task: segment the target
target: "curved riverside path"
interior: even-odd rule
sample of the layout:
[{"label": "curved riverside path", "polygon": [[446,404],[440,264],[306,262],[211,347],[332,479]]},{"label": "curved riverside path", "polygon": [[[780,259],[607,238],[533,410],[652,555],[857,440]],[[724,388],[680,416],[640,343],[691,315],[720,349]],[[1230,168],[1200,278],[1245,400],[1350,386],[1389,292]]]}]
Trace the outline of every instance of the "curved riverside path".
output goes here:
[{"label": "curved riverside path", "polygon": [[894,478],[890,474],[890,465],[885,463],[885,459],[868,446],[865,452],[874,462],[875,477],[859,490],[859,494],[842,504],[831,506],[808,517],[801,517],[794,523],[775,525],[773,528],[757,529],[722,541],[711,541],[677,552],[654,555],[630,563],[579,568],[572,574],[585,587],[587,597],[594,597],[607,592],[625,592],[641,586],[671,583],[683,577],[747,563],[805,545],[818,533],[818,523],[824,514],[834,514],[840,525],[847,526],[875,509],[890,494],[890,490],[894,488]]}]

------------------------------------------------------------------------

▸ Что нужно сделать
Выведите дословно записи от самого начала до строки с «sample of the» включительно.

▸ Ответ
task: segment the target
target: "curved riverside path"
interior: even-odd rule
sample of the layout:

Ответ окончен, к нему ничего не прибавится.